Please repeat the data exactly, leaving nothing out.

**Source material**.

● ● ● ● ●

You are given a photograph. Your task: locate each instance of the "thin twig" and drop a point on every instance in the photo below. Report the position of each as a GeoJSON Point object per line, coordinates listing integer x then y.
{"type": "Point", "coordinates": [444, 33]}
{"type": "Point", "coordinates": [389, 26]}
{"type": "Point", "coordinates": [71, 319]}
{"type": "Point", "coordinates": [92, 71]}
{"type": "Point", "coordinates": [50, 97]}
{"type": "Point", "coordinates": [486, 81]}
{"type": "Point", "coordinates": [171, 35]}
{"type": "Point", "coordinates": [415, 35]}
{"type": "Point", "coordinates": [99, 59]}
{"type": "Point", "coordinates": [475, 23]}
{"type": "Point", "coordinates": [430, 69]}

● ● ● ● ●

**Solution for this task**.
You are given a photograph. Your task: locate each instance of the "thin twig" and drop a point on every instance in the photo below. Report the position of each as a GeoJSON Point object per line, coordinates listing integer x then y.
{"type": "Point", "coordinates": [444, 33]}
{"type": "Point", "coordinates": [389, 26]}
{"type": "Point", "coordinates": [71, 319]}
{"type": "Point", "coordinates": [92, 71]}
{"type": "Point", "coordinates": [50, 97]}
{"type": "Point", "coordinates": [486, 81]}
{"type": "Point", "coordinates": [171, 35]}
{"type": "Point", "coordinates": [415, 35]}
{"type": "Point", "coordinates": [99, 59]}
{"type": "Point", "coordinates": [475, 23]}
{"type": "Point", "coordinates": [430, 69]}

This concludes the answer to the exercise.